Every entry needs to be printed exactly, please.

LISTING:
________
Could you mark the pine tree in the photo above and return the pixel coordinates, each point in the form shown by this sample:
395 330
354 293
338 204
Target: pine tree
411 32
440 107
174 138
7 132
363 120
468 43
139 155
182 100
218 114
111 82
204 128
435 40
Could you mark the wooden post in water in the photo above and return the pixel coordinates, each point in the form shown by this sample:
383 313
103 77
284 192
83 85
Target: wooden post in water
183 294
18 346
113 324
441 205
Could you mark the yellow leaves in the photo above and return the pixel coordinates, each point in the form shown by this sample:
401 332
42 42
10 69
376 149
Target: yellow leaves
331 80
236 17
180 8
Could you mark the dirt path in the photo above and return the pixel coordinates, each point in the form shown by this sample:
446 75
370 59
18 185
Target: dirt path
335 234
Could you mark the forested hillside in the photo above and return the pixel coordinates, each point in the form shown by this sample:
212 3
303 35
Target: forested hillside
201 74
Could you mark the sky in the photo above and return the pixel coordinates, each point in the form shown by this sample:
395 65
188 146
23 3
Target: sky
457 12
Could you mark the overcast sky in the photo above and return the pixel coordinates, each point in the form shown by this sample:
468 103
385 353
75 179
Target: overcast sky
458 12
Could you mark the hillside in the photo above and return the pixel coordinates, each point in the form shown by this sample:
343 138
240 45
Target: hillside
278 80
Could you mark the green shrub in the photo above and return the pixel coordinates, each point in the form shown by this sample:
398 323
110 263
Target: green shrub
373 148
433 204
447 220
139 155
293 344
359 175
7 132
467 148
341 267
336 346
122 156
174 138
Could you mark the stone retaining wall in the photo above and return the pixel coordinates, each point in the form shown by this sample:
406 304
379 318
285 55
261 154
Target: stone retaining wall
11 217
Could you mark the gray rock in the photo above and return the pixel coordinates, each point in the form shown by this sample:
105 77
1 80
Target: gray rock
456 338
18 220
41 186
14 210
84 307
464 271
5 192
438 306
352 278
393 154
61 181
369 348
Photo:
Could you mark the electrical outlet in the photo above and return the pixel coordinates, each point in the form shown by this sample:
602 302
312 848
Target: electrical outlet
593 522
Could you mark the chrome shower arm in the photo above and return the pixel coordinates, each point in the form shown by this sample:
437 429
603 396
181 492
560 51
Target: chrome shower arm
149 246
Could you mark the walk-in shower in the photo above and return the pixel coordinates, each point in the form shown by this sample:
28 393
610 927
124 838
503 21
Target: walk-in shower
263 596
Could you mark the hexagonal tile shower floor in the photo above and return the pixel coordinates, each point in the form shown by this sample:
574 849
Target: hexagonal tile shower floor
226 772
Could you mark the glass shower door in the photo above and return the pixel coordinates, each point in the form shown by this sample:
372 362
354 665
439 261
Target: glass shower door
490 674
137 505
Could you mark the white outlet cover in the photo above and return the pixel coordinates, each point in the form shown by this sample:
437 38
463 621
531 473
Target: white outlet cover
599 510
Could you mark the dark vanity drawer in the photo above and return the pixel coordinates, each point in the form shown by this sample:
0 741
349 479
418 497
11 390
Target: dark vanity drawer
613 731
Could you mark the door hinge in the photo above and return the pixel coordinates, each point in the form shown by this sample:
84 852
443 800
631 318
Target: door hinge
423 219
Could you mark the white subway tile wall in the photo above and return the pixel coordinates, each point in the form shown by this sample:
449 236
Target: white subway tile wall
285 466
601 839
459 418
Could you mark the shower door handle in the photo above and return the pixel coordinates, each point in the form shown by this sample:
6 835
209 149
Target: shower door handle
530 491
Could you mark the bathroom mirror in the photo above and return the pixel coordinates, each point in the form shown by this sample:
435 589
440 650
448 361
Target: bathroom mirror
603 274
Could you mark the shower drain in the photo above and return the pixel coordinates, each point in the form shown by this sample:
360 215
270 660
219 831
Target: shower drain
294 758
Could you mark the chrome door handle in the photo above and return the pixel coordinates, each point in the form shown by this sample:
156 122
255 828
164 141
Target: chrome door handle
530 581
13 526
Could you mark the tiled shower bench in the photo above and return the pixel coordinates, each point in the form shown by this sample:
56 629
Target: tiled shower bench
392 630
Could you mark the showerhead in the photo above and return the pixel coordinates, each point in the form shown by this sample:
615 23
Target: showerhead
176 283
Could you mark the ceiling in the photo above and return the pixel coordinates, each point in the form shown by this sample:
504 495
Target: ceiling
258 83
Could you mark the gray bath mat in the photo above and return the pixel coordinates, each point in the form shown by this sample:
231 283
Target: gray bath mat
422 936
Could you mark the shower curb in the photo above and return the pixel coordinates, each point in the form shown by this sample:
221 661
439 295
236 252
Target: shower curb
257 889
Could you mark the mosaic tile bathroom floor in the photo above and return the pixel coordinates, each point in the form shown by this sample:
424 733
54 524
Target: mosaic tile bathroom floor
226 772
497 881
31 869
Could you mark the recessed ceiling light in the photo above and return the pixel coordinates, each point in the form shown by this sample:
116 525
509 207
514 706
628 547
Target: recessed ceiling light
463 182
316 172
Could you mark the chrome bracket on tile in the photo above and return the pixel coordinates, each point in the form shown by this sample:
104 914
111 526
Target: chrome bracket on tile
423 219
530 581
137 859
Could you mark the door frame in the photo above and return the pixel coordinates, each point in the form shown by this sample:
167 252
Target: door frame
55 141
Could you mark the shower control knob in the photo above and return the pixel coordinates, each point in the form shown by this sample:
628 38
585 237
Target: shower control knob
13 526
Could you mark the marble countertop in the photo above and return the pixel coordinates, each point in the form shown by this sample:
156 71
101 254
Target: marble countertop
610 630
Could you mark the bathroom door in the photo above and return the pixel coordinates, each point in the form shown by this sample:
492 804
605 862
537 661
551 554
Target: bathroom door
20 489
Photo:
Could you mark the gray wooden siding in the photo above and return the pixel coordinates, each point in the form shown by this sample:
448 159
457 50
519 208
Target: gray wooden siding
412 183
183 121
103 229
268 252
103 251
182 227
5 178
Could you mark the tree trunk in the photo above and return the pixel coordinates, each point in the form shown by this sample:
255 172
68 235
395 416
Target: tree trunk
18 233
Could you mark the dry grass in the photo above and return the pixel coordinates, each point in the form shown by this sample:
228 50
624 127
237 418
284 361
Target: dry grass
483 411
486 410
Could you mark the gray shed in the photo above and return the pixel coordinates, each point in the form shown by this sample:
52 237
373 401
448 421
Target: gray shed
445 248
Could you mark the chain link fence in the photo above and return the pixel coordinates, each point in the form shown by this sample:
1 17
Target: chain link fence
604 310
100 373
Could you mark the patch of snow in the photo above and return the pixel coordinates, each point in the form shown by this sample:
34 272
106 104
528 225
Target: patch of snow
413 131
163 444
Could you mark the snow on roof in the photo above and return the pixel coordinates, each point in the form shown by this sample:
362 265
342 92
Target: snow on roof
________
OUTPUT OF THE EXERCISE:
Could you mark the pine tree in the photo above and return the pixel coordinates, each point in the form shown by this sample:
395 330
354 293
338 204
Target: pine tree
411 32
440 107
174 138
7 132
363 120
468 43
139 155
182 100
218 114
111 82
204 128
435 40
Could you mark the wooden post in water in the photo above and return the pixel coordinates, each point in the form shown by this sample:
383 313
103 77
284 192
83 85
Target: wooden post in water
183 294
18 346
113 324
441 205
Could you mark the yellow leaves in the photo above and return the pixel coordinates, each point in the form shown by this sample:
401 332
42 42
10 69
376 149
Target: yellow leaves
331 80
236 17
180 8
Could you mark the dirt path in the photo above and return the pixel coordinates, each point in the form shown by this sample:
446 75
370 59
18 185
Target: dirt path
335 234
Could you mark the forested hillside in the photo above and return the pixel coordinates, each point in the form shown by this sample:
212 3
303 35
Target: forested hillside
201 74
Could you mark the sky in the photo above and return the pixel coordinates, each point in the form shown by this sample:
395 65
188 146
23 3
Target: sky
457 12
Could you mark the overcast sky in the photo above and return the pixel coordinates, each point in the form shown by this sample:
468 103
385 353
75 179
Target: overcast sky
458 12
Could you mark the hillside in the photo above and return the pixel coordinates, each point in the form shown by this sample:
343 138
240 45
Target: hillside
278 80
Could you mark the green shrub in the photo above and return the pixel coordinates, each point in the form shown by this sample:
398 323
110 263
Target: green shrub
373 148
433 204
447 220
139 155
293 344
359 175
7 132
467 148
341 267
336 346
122 156
174 138
Could you mark the stone retaining wall in the photo above and return the pixel coordinates, each point in the form shown by this sample:
406 304
379 318
285 55
261 154
Target: stone retaining wall
11 217
Could you mark the gray rock in the photo above and return the pixel coordinates, each point in the form shown by this sample:
105 77
1 80
Target: gray rock
456 338
18 220
41 186
14 210
84 307
464 271
5 192
438 306
352 278
393 154
61 181
369 348
Photo:
Could you mark the electrical outlet in the photo above and return the pixel coordinates, each point in the form shown by this sample:
602 302
312 848
Target: electrical outlet
593 522
Could you mark the chrome shower arm in the photo above and return the pixel coordinates, each point in the form shown by this sample:
437 429
603 396
181 492
560 51
Target: chrome shower arm
149 246
Could you mark the walk-in shower in the photo above and return the pixel coordinates, each point in the form shown by this sample:
28 393
610 927
124 838
503 21
Target: walk-in shower
263 596
Could you mark the hexagonal tile shower floor in the photo above and return the pixel coordinates, each point in the form shown by this sample:
574 849
Target: hexagonal tile shower floor
226 772
Could you mark the glass shower door in the photo above and return the pixel coordinates, each point in the form shown by this sample:
372 362
354 665
439 261
Target: glass shower door
490 674
137 505
Could you mark the white outlet cover in the photo above and return the pixel coordinates, each point in the form shown by this sample:
437 38
463 621
531 473
Target: white outlet cover
599 510
Could you mark the dark vanity drawer in the photo above and return the pixel coordinates, each point in the form shown by this sample:
0 741
349 479
418 497
11 390
Target: dark vanity drawer
613 731
Could you mark the door hinge in the photo above and return the pixel coordinates, each point in the form shown by this sample:
84 852
443 800
631 318
Target: door hinge
423 219
Could you mark the white subway tile wall in the photo above and return the pixel coordinates, each point in the form shown by this sample:
449 236
Target: white subway tile wall
285 466
601 839
459 418
Could you mark the shower door handle in the photo above and return the pixel coordinates, each point in the form shown by this sample:
6 835
209 149
Target: shower door handle
530 491
Could you mark the bathroom mirror in the photo above and return the pixel coordinates, each point in the form shown by this sample:
435 589
440 650
448 361
Target: bathroom mirror
603 274
Could you mark the shower drain in the photo above and return the pixel coordinates, each point in the form shown by this sample:
360 215
270 660
219 831
Target: shower drain
294 758
Could you mark the chrome door handle in the photo above and return the pixel coordinates, each point in the form shown by this sample:
156 122
255 828
164 141
Target: chrome door handle
530 581
13 526
Could you mark the tiled shower bench in the photo above and return the pixel coordinates, each point in the form shown by this sample:
56 629
Target: tiled shower bench
392 630
Could you mark the showerhead in the photo above and return the pixel coordinates, each point in the form shown by this sample:
615 23
Target: showerhead
176 283
Could you mark the ceiling in the photo above and return the pixel coordinates, each point in the form shown by this sample:
504 495
Target: ceiling
258 83
Could you mark the gray bath mat in the photo above and return the pixel coordinates, each point in the form shown by this sample:
231 283
Target: gray bath mat
422 936
Could you mark the shower curb in the photo above and return the pixel coordinates, each point in the form shown by this sample:
221 661
439 295
236 252
Target: shower curb
257 889
Could you mark the mosaic tile bathroom floor in the photo above and return the pixel coordinates, each point in the form shown by this sample:
424 733
54 524
Target: mosaic tile bathroom floor
226 772
497 881
31 869
Could you mark the recessed ceiling light in the photo above and return the pixel coordinates, each point in the form shown by this sample:
116 525
509 207
514 706
628 547
Target: recessed ceiling light
463 182
316 172
Could you mark the chrome bracket on tile in the photo above and return the pixel coordinates, each point in the form shown by this sample:
104 914
111 526
Target: chrome bracket on tile
423 219
530 581
137 859
Could you mark the door frame in the photo above and return the pixel coordinates, each point in the form shown by this sample:
167 252
Target: door frame
55 141
Could you mark the shower control knob in the photo above and return the pixel coordinates, each point in the form shown by this sample:
628 38
585 237
Target: shower control knob
13 526
Could you mark the marble countertop in the photo above and return the pixel coordinates, each point in the form shown by this sample:
156 71
101 254
Target: marble countertop
610 630
Could you mark the bathroom door in the photo above and return the pixel coordinates, each point in the form shown by this sample:
492 804
605 862
537 661
551 554
Target: bathroom door
20 489
Photo:
Could you mark the gray wooden siding in the photo above and return the pixel coordinates, each point in the form shown by this sample:
448 159
457 50
519 208
Target: gray wooden siding
412 183
183 121
103 229
268 252
103 251
182 227
5 178
Could you mark the tree trunk in the photo above and return the pixel coordinates, each point in the form shown by this sample:
255 172
68 235
395 416
Target: tree trunk
18 233
Could you mark the dry grass in the photo above and return the pixel coordinates, each point in the form shown by this sample:
228 50
624 127
237 418
284 361
Target: dry grass
483 411
486 410
Could you mark the gray shed in the photo above and return the pixel coordinates, each point in the form shown by this sample:
52 237
373 401
448 421
Target: gray shed
445 248
Could you mark the chain link fence in the photo above and return the pixel coordinates, each point in the form shown by this sample:
1 17
Target: chain link fence
604 310
100 373
Could you mark the patch of snow in the photo above and return the pixel coordinates, each point in the form shown by this sample:
34 272
106 104
528 225
Target: patch of snow
413 131
163 444
Could you mark the snow on roof in the photo above and return the pixel coordinates, each point in the form shown by this sample:
362 265
342 92
Target: snow on roof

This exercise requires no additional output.